§ **Exercise data**:
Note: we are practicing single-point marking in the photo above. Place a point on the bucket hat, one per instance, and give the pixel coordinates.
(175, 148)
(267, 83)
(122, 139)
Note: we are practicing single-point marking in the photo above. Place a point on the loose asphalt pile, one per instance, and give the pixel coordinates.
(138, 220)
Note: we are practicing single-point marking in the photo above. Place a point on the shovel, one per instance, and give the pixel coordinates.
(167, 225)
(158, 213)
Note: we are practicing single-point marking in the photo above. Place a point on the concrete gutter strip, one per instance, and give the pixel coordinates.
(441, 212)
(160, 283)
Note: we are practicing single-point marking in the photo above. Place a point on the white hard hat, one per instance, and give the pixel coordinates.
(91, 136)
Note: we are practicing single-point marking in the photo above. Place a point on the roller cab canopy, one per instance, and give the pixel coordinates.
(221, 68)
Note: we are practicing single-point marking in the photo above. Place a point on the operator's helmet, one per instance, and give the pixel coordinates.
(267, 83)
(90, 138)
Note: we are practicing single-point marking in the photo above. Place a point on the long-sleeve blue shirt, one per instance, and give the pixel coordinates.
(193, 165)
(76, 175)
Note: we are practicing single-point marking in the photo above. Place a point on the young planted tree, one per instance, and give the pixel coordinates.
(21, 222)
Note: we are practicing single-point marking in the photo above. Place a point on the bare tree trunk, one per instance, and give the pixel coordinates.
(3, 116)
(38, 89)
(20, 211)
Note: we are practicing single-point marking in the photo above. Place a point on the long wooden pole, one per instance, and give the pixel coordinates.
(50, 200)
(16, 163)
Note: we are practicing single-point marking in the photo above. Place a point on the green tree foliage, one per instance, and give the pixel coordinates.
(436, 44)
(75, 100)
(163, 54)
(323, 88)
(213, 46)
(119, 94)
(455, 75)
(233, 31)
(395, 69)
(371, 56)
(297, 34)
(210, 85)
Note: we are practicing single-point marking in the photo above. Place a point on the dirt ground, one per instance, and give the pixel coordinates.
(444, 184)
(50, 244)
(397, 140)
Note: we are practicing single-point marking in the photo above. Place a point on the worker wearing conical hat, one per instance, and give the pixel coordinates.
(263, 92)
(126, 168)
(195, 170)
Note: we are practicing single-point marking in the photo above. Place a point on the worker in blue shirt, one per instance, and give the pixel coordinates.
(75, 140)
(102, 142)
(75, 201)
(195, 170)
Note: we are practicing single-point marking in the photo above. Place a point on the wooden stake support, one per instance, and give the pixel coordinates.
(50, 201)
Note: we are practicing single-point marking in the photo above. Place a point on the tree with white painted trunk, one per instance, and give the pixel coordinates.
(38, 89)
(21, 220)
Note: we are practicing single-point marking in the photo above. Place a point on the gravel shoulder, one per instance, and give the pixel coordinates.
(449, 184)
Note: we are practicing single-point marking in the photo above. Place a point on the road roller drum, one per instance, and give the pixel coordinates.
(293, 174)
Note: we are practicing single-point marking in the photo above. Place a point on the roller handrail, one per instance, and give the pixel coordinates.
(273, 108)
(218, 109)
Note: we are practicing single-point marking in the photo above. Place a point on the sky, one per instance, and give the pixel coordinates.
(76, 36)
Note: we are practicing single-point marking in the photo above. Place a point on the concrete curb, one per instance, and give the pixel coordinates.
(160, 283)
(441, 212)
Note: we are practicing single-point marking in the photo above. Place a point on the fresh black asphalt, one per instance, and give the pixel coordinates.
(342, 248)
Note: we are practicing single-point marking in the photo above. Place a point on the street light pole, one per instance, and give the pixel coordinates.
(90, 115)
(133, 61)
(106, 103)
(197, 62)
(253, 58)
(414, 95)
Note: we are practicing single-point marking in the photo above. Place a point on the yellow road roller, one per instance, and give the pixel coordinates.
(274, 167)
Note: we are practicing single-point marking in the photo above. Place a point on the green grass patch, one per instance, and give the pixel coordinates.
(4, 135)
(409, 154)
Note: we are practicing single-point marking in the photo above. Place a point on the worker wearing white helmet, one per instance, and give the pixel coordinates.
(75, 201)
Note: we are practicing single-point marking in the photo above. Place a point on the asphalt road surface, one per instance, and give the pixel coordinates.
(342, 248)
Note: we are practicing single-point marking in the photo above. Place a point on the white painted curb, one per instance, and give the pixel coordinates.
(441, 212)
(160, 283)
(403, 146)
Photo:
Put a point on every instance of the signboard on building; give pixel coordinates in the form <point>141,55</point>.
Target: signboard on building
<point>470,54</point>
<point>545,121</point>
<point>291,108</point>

§ **Task prompt**: What's needed is every entry, returned word for word.

§ **Reply**:
Note: we are practicing single-point marking in the photo above. Place a point on the bucket hat, one per instance, and give the pixel coordinates.
(175, 148)
(267, 83)
(122, 139)
Note: we are practicing single-point marking in the photo above. Place a point on the loose asphalt pile, one per instance, and give the pixel coordinates.
(138, 220)
Note: we are practicing single-point marking in the photo above. Place a point on the shovel, one per instance, and give the pixel coordinates.
(167, 225)
(158, 213)
Note: we are practicing single-point marking in the photo above. Place a point on the concrete gutter strip, one per instance, and give the pixel coordinates.
(441, 212)
(160, 283)
Note: we are practicing single-point marking in the photo above. Place a point on the white hard hat, one per instance, and give the pixel coordinates.
(91, 136)
Note: we are practicing single-point marking in the photo above. Place a point on the roller cab canopy, one per instance, and give the pixel coordinates.
(221, 68)
Note: we are practicing single-point marking in the photo above. Place a point on the operator's helmet, one per instance, and give the pixel coordinates.
(267, 83)
(90, 138)
Note: we are practicing single-point marking in the photo above. Place a point on the long-sleeve blue shirt, one per instance, and give the pixel coordinates.
(193, 165)
(76, 175)
Note: we are practicing single-point marking in the photo above. Place a point on the young planted tree, one per instance, and give the pixel coordinates.
(21, 222)
Note: we are practicing single-point marking in the photo above. Place a point on the bare tree trunk, one per instance, and give the pixel coordinates.
(3, 116)
(38, 89)
(20, 211)
Note: we are practicing single-point marking in the photo above. Place a point on the long wooden pole, one per instance, and give the pixel coordinates.
(50, 200)
(16, 163)
Note: we are practicing single-point marking in the photo above. Place a point on the green tree foliage, one per instance, and give the pixel coordinates.
(436, 44)
(75, 100)
(163, 54)
(323, 88)
(213, 46)
(119, 94)
(455, 75)
(233, 31)
(395, 69)
(371, 56)
(297, 34)
(210, 85)
Note: we are practicing single-point marking in the photo above. Place a point on the dirt ground, one per instance, and give the pixel coordinates.
(444, 184)
(50, 244)
(397, 140)
Note: we are practicing single-point marking in the photo above. Place a point on the worker wearing conical hat, one per instance, and give the pixel coordinates.
(263, 92)
(126, 168)
(195, 170)
Note: we are practicing single-point marking in the photo above. Place a point on the worker in blue shirt, one per instance, and give the pixel coordinates.
(75, 140)
(102, 142)
(75, 201)
(195, 170)
Note: we are practicing single-point marking in the photo above. Place a point on the wooden stake support, one per instance, and give the pixel coordinates.
(50, 201)
Note: we are practicing single-point marking in the photo above. Place a point on the tree with white painted trunk, one per instance, and give the pixel coordinates.
(38, 89)
(21, 220)
Note: we are practicing single-point marking in the photo above. Place a point on the gravel shoulder, one per instance, and give the pixel coordinates.
(449, 184)
Note: we are practicing single-point marking in the photo above. Place a point on the road roller drum, one per instance, and give the pixel coordinates.
(293, 174)
Note: we are practicing single-point marking in the photo above. Place a point on the roller handrail, one per instance, and give the pixel coordinates.
(273, 108)
(218, 109)
Note: we are practicing single-point marking in the photo above. Place a point on the sky, one per instance, and give the pixel coordinates.
(76, 36)
Note: we are practicing single-point marking in the photo above. Place a point on the concrete curb, one per instance, and give the pixel coordinates.
(160, 283)
(441, 212)
Note: we are practicing single-point marking in the photo above. Place a point on the fresh black asphalt, one per instance, and give the pixel coordinates.
(342, 248)
Note: we are practicing single-point marking in the photo above. Place a point on the street light pole, one per instance, and give the pixel coordinates.
(90, 115)
(133, 61)
(106, 103)
(197, 62)
(253, 58)
(414, 95)
Note: we are practicing single-point marking in the photo above. Place a point on the yellow road roller, one per instance, and give the pixel coordinates.
(274, 167)
Note: we are practicing single-point marking in the photo above. Place a point on the green grass patch, one per instance, and give the pixel coordinates.
(4, 135)
(409, 154)
Note: we are practicing single-point marking in the photo above. Place a point on the worker wearing white helmet, one per instance, and give the pixel coordinates.
(75, 201)
Note: we are practicing single-point marking in the photo above. Place a point on the asphalt road surface, one per instance, and give the pixel coordinates.
(342, 248)
Note: we are practicing single-point marking in the photo above. Place a point on the white painted curb, one per instance, and give the pixel coordinates.
(441, 212)
(160, 283)
(403, 146)
Photo:
Put a point on every instance of the signboard on building; give pixel coordinates in the form <point>141,55</point>.
Target: signboard on building
<point>470,54</point>
<point>545,121</point>
<point>291,108</point>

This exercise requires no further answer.